DOCUMENT TEXT:
Betulinic acid, 3β-hydroxylup-20(29)-en-28-oic acid (2; Scheme 1), is a pharmacologically perspective triterpenoid plant product with a broad spectrum of effects, e.g., antitumor, anti-HIV, cytostatic, and anti-inflammatory [7,8]. It can be obtained from the bark of Betula pendula Roth, widely distributed in Europe, and from a number of subtropical and tropical plants [7,8]. In 1995, a role of betulinic acid (2) in cell apoptosis was described [9].

The objectives of this investigation were: (a) to design simple conjugates on the basis of diosgenin (1) and betulinic acid (2) connected by a spacer bearing 1,4-disubstitued 1,2,3-triazole ring, (b) to investigate the key reaction steps of the synthetic procedure and to optimize them, as well as (c) to investigate the ability of such a kind of conjugate to enhance and/or to change the nature of the pharmacological effects of its components.

2. Results and Discussion

In this synthetic procedure (Scheme 1), several reaction steps were found requiring use of other approaches than originally planned ones. Either different reagents for successful completion of the target molecules had to be used or different approaches had to be selected. A selection of the reagents was often based on analogous synthetic procedures done earlier during our projects focused on steroids and triterpenoid acids [10]. Therefore, a more detailed investigation and/or optimization in the synthesis of 8 and 6 was made. We mostly focused on a behavior of the source molecules (7 and 5) during the synthesis, in which several procedures, earlier developed in our team, were used in the synthesis of triterpenoid acid derivatives, and in analogous reactions [10,11,12,13,14,15,16]. A hypothesis on the course of the palladium-catalyzed hydrogenation in its employed modifications is postulated.

The first step of the synthetic procedure (Scheme 1) consisted in a conversion of the carboxyl group in 2 into its benzyl ester 3 by reacting 2 with benzyl bromide in DMF, under the presence of potassium carbonate [11,17]. Subsequently, the C(3)-OH group of 3 was converted into the corresponding propargyl ether 4 using propargyl bromide, in the presence of sodium hydride in THF [18]. Note that it is important to mix 3 with sodium hydride at least 30 min before adding propargyl bromide, to enable a formation of the sodium salt of 3. The originally used methods of etherification, employing either propargyl chloride [18] or propargylic alcohol in chloroform under the presence of Montmorillonit K [19], were not successful in this case. The propargyl ether 4 was subjected to a click reaction (Huisgen copper(I)-catalyzed 1,3-dipolar cycloaddition, CuAAC) with azidovaleric acid under a catalysis with copper(II) sulfate in a water-dichloromethane mixture, yielding 5. TBTA was used as stabilizer of the Cu(I) oxidation state in aqueous solutions as well as acted as a rate-accelerating ligand [20,21]. To stabilize Cu(I) oxidation state is important because Cu(II) ions are harmful to this reaction due to the fact that Cu(II) ions catalyze the oxidative coupling of the alkyne substrates to give diynes as undesired by-products [20]. Sodium ascorbate acts as a reducing agent.

RECORD EXTRACTS:
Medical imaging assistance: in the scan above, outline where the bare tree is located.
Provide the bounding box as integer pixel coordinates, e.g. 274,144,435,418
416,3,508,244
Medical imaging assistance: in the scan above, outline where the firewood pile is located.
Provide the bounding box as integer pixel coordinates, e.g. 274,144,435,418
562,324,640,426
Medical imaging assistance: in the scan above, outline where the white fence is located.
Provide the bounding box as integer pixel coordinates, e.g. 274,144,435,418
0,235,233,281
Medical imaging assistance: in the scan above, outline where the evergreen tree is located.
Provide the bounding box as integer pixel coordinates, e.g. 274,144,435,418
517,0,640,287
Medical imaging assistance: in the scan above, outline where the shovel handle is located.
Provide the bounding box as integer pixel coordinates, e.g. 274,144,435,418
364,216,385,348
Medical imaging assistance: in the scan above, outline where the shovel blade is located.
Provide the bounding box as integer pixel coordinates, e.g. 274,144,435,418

TASKS AND EXERCISES:
[a] In the betulinic acid text, what must be done at least 30 min before adding propargyl bromide?
[b] From the betulinic acid text, extract the passage that opens with the words containing "Betulinic acid, 3β-hydroxylup-20(29)-en-28-oic" and closes with "of its components.", copying it without any changes.
[c] Continue the betulinic acid text from the point where it stops.
The records have no connection to the betulinic acid text.

ANSWERS TO THE PROBLEMS:
[a] Compound 3 must be mixed with sodium hydride.

[b]
Betulinic acid, 3β-hydroxylup-20(29)-en-28-oic acid (2; Scheme 1), is a pharmacologically perspective triterpenoid plant product with a broad spectrum of effects, e.g., antitumor, anti-HIV, cytostatic, and anti-inflammatory [7,8]. It can be obtained from the bark of Betula pendula Roth, widely distributed in Europe, and from a number of subtropical and tropical plants [7,8]. In 1995, a role of betulinic acid (2) in cell apoptosis was described [9].

The objectives of this investigation were: (a) to design simple conjugates on the basis of diosgenin (1) and betulinic acid (2) connected by a spacer bearing 1,4-disubstitued 1,2,3-triazole ring, (b) to investigate the key reaction steps of the synthetic procedure and to optimize them, as well as (c) to investigate the ability of such a kind of conjugate to enhance and/or to change the nature of the pharmacological effects of its components.

[c]
The main quantity of 5 was used for modification of the diosgenin molecule (1) by Steglich esterification with 5 under the presence of N,N’-dicyclohexylcarbodiimide (DCC) as coupling agent, and 4-(dimethylamino)pyridine (DMAP) as reaction enhancer, to get 7. This reaction is an example of esterification that was not mediated successfully with 1-propanephosphonic anhydride (T3P), another coupling agent. T3P had often been used for formation of ester or amide bonds in our team [11]. Generally, we prefer using T3P over DCC since phosphonic acid products resulting from the T3P hydrolysis are soluble in water and are not extracted with organic solvents in contrast to dicyclohexyl urea resulting from DCC. We also tried to convert 5 to its acyl chloride with oxalyl chloride; however, this method did not yield the required product. Finally, the resulting product 7 was subjected to a high-pressure (130 kPa) hydrogenation on 10% Pd/C in an ethanol-THF mixture, yielding the target diosgenin conjugate 8.

A deprotection of 5 and 7 was carried out in a different way than customary used procedure [10] in our laboratory (entry 1,

Table 1. Applied methods of conversion of 7 to 8.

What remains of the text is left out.